[The problem]
Locate each line below that contains the word "potted", and copy every such line in full.

Entries for labeling object positions
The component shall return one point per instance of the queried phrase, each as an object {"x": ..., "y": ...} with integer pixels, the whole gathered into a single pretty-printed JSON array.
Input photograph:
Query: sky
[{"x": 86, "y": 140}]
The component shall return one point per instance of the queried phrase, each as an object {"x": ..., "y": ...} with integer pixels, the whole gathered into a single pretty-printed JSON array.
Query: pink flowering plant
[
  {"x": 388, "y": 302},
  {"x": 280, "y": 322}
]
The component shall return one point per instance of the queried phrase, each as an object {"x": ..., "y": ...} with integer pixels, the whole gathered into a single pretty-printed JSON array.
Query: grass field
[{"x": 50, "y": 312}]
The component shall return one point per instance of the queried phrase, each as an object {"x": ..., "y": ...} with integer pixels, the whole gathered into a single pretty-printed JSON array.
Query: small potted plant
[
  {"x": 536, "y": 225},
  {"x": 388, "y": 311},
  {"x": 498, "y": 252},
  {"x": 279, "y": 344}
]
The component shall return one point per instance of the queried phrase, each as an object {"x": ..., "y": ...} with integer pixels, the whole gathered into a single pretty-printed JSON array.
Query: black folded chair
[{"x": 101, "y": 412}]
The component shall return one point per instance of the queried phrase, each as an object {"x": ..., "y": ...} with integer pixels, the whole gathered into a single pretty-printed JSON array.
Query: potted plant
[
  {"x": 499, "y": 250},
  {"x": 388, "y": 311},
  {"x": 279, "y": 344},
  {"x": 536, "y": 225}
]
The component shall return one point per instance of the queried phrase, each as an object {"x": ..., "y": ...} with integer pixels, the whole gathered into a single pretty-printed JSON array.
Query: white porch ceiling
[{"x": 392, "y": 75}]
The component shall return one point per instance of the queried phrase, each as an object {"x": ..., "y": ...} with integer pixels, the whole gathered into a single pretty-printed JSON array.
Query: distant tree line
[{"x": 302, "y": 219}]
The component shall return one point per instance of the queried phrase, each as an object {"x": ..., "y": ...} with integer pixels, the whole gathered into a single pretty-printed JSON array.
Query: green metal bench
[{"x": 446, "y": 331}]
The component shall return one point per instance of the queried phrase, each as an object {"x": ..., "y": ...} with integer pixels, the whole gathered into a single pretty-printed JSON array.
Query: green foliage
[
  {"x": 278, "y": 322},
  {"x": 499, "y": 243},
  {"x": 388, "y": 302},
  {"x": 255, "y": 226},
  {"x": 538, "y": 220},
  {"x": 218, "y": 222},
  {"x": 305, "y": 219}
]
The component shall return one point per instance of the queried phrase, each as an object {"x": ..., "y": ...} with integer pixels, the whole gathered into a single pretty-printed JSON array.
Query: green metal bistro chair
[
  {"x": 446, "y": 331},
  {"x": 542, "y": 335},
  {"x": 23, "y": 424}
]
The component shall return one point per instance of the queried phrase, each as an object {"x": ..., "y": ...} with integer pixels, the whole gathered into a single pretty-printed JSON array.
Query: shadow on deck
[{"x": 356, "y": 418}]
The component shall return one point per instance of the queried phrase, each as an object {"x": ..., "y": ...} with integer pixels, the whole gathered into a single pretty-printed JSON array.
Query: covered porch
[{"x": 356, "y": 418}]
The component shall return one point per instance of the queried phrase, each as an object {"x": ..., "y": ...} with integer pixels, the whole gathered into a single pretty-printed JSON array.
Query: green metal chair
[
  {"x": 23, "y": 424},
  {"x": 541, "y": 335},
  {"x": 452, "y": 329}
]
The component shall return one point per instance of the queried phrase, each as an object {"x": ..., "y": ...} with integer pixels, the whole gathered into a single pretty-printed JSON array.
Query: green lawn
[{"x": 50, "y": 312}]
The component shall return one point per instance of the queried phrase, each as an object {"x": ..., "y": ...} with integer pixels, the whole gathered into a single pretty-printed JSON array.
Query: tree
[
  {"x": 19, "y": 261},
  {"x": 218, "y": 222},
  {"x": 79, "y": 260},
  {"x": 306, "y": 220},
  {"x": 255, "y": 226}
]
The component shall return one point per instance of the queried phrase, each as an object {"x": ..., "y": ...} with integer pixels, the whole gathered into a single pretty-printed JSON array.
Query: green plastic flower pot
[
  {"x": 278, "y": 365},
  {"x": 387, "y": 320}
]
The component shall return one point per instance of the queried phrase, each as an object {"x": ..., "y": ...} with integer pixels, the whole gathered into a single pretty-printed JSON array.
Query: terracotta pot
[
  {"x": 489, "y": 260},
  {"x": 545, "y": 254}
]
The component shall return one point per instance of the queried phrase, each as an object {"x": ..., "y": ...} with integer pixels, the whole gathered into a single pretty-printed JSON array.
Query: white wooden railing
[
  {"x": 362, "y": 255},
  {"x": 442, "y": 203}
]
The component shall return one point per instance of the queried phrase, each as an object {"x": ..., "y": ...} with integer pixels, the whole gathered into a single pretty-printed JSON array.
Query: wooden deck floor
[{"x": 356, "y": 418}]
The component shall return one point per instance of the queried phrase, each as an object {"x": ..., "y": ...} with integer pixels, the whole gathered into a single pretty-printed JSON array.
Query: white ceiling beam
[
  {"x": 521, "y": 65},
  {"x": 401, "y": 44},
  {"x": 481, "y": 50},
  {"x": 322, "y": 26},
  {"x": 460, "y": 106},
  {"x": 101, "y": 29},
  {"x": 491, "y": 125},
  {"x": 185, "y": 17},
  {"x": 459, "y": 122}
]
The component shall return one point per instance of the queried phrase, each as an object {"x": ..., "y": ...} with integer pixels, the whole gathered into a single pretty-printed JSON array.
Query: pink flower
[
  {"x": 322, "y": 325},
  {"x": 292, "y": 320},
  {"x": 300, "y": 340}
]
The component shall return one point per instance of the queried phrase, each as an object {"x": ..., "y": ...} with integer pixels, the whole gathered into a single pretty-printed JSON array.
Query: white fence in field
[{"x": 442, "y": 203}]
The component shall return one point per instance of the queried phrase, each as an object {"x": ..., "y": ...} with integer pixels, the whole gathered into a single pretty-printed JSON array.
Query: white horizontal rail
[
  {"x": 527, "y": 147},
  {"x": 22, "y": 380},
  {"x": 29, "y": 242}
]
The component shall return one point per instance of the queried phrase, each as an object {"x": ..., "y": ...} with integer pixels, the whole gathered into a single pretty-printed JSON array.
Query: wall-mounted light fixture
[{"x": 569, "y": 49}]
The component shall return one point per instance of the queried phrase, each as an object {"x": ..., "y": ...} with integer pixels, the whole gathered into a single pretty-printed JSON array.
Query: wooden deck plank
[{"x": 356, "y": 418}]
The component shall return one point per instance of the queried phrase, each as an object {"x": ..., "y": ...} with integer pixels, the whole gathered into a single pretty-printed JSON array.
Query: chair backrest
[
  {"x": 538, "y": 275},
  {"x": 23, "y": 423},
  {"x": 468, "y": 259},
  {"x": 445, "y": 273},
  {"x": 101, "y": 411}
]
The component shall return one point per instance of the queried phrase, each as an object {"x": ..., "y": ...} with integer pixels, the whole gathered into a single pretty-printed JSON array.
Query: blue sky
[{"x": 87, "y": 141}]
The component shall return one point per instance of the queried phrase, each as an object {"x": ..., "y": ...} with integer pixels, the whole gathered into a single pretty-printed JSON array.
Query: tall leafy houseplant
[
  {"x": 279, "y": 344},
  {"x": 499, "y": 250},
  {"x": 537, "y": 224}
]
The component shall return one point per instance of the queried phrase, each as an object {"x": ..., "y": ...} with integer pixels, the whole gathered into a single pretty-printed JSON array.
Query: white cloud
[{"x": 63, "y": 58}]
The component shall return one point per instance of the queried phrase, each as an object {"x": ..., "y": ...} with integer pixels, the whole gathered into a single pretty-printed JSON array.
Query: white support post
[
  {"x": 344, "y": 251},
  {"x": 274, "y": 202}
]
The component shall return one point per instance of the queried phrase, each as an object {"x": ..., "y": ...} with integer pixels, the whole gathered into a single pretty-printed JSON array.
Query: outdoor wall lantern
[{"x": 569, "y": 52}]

[Answer to the task]
Query: small potted plant
Query: potted plant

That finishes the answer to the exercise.